Aim →
Update the stretch of material from the line containing "Where in the image is the green vegetation?" through the line containing "[495,387,536,406]" by changing "thatched parasol" to "straw umbrella", and return only those lines with everything else left the same.

Available data →
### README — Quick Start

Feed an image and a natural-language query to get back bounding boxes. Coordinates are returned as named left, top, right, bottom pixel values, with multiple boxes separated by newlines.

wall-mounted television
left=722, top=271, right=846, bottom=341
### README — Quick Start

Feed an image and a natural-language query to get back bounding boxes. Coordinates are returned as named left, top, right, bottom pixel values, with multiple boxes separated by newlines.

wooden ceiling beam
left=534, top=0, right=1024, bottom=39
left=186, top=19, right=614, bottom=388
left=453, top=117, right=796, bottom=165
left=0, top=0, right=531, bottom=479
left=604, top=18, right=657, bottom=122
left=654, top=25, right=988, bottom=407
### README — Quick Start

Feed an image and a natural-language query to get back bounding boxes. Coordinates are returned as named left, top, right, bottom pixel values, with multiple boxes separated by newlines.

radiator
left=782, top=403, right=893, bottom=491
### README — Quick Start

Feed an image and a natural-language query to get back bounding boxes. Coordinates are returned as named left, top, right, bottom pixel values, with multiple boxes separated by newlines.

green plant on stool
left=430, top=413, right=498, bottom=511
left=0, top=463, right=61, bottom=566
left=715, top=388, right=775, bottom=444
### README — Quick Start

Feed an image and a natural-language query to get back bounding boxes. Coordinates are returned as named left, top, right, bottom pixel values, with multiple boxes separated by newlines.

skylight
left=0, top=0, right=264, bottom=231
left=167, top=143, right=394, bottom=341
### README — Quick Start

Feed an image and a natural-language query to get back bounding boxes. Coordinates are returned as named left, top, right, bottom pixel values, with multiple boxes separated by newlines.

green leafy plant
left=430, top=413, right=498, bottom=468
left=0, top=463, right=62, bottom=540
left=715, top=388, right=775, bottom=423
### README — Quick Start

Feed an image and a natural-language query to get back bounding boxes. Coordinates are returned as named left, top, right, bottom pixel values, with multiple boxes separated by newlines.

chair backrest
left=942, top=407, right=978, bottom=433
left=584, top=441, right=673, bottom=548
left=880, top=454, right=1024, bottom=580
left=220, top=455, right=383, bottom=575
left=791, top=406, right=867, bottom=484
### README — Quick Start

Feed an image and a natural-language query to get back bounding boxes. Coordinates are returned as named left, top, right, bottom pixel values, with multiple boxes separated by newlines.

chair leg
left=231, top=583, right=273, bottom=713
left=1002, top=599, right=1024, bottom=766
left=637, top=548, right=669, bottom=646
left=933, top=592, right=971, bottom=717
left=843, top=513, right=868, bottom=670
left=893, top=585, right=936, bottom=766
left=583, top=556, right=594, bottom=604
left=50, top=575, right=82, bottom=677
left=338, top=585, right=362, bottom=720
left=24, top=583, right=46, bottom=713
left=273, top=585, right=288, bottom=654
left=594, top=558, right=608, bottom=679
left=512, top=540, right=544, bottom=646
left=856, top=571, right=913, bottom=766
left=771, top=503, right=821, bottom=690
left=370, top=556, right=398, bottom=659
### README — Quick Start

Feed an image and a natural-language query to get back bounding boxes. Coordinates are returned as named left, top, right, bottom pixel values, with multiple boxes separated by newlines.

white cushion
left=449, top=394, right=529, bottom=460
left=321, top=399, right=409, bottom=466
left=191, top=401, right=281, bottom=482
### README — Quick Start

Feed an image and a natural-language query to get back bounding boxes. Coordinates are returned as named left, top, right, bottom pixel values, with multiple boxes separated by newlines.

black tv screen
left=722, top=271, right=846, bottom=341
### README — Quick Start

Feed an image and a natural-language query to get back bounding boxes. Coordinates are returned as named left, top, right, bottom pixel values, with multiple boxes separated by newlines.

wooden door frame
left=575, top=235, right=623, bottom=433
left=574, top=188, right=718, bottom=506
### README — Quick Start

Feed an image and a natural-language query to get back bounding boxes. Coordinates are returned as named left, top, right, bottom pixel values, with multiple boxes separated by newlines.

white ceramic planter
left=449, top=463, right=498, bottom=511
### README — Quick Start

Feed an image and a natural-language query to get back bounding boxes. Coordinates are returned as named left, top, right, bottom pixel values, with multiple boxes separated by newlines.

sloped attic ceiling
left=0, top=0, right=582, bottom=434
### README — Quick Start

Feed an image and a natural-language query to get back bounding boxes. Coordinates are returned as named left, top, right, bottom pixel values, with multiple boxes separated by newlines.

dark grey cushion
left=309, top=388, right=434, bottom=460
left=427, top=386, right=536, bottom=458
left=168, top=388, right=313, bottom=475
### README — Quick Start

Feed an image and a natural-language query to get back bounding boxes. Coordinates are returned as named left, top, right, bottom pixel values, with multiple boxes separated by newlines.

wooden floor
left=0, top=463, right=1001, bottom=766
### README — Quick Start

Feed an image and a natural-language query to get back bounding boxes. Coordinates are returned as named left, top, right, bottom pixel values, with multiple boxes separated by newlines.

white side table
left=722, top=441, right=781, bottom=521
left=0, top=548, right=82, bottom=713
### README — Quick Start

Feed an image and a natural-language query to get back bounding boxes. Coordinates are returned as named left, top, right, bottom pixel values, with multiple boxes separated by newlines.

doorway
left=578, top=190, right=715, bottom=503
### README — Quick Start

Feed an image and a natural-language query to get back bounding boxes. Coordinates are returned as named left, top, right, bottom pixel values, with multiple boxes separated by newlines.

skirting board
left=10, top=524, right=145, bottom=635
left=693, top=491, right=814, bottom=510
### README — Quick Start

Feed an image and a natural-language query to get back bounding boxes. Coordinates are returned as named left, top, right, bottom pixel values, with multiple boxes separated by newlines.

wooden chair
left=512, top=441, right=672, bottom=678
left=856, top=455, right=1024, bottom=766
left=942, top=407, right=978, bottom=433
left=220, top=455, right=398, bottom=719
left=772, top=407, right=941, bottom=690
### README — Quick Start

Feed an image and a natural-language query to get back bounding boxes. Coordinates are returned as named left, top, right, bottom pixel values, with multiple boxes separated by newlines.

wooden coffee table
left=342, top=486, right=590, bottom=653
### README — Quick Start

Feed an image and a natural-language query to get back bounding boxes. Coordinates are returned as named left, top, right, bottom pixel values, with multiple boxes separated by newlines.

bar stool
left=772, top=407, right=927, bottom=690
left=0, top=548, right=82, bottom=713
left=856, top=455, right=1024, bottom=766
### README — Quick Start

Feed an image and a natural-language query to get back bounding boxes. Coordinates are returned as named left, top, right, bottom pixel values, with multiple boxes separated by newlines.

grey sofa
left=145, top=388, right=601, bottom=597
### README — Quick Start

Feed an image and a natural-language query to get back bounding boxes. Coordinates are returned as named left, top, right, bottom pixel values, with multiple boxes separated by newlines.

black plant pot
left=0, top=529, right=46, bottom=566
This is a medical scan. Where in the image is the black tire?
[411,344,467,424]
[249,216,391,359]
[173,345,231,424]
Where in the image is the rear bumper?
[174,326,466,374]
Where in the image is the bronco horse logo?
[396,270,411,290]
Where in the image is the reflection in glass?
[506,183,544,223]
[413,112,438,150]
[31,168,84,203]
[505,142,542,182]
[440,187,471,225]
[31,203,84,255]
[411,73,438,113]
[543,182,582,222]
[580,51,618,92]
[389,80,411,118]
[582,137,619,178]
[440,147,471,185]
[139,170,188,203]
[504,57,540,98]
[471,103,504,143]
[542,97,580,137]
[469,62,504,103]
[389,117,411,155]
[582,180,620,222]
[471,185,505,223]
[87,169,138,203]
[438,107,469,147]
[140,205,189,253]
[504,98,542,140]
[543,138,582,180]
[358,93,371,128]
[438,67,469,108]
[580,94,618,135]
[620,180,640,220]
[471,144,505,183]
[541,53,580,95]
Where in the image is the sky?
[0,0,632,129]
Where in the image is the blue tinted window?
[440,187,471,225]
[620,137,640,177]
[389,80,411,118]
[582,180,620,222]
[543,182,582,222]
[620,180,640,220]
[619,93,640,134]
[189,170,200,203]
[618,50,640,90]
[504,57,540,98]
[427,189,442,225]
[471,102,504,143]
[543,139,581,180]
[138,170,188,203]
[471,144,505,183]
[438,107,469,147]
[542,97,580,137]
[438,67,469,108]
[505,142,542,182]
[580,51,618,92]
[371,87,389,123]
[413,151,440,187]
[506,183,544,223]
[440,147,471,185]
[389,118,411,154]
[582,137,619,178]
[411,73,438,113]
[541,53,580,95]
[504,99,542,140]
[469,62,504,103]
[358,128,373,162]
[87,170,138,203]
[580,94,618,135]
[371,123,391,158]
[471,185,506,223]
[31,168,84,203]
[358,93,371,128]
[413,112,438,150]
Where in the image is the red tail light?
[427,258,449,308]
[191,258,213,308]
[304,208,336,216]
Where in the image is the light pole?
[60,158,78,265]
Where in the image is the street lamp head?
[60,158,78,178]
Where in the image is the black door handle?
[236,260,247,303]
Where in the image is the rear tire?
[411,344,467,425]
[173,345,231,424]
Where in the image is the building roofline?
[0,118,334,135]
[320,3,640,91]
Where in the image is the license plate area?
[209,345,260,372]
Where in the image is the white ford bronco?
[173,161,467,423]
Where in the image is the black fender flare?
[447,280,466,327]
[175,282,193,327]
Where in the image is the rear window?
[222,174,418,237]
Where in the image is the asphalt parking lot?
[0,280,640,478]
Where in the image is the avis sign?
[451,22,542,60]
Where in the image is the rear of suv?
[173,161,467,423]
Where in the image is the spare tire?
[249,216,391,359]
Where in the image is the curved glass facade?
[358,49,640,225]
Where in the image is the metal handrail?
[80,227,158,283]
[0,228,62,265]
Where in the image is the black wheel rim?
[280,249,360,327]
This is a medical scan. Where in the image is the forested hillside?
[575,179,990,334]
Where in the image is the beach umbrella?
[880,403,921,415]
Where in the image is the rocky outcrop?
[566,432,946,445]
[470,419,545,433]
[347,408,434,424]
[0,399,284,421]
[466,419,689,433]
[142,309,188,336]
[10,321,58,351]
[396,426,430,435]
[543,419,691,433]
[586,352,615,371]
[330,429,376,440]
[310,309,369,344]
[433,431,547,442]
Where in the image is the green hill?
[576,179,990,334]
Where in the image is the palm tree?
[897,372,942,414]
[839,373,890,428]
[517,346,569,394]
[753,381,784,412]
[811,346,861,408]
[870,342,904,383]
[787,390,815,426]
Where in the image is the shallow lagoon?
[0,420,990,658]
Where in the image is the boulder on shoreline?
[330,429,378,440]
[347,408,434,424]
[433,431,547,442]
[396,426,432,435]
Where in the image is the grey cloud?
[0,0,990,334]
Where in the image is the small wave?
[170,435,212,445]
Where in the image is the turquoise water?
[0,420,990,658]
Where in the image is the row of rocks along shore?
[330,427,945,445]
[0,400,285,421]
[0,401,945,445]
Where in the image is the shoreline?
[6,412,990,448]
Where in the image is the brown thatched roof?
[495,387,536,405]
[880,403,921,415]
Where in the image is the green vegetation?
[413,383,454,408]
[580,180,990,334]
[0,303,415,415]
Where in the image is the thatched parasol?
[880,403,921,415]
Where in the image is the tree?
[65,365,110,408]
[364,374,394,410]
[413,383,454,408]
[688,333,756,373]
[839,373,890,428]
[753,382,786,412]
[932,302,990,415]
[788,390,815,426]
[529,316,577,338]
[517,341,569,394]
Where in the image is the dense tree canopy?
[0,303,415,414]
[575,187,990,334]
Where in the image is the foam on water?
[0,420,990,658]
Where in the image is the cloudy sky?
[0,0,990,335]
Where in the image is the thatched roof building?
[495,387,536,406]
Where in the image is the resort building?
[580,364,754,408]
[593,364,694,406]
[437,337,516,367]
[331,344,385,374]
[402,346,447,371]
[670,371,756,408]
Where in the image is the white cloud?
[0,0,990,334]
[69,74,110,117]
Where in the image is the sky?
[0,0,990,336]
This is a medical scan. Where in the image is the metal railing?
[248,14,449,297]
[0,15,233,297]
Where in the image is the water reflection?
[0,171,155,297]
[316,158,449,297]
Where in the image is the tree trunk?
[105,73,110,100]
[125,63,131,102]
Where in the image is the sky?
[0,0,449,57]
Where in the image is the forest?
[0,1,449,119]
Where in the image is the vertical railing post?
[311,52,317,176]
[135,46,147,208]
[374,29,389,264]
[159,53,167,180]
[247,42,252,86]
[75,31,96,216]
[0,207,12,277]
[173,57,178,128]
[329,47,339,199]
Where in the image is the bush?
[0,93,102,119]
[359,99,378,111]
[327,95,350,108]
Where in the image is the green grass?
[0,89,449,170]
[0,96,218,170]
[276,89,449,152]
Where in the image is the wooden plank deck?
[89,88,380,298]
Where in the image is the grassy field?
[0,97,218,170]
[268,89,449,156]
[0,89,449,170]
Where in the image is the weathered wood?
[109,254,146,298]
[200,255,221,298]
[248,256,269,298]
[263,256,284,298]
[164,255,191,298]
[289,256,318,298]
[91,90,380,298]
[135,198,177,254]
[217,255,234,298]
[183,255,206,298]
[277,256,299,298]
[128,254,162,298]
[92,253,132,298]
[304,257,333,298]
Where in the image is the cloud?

Solution for this exercise →
Where in the image is the green vegetation?
[413,383,454,408]
[580,180,990,334]
[0,303,415,415]
Where in the image is the straw umbrella?
[880,403,921,415]
Where in the image is the tree?
[65,365,110,408]
[364,374,394,410]
[413,383,454,408]
[688,333,756,373]
[839,373,890,428]
[753,382,786,412]
[932,302,990,415]
[788,390,815,426]
[529,316,577,338]
[517,341,569,394]
Where in the image is the dense tree canopy?
[0,303,415,414]
[575,187,990,334]
Where in the image is the foam on water?
[0,420,990,658]
Where in the image is the cloudy sky?
[0,0,990,335]
Where in the image is the thatched roof building?
[495,387,536,406]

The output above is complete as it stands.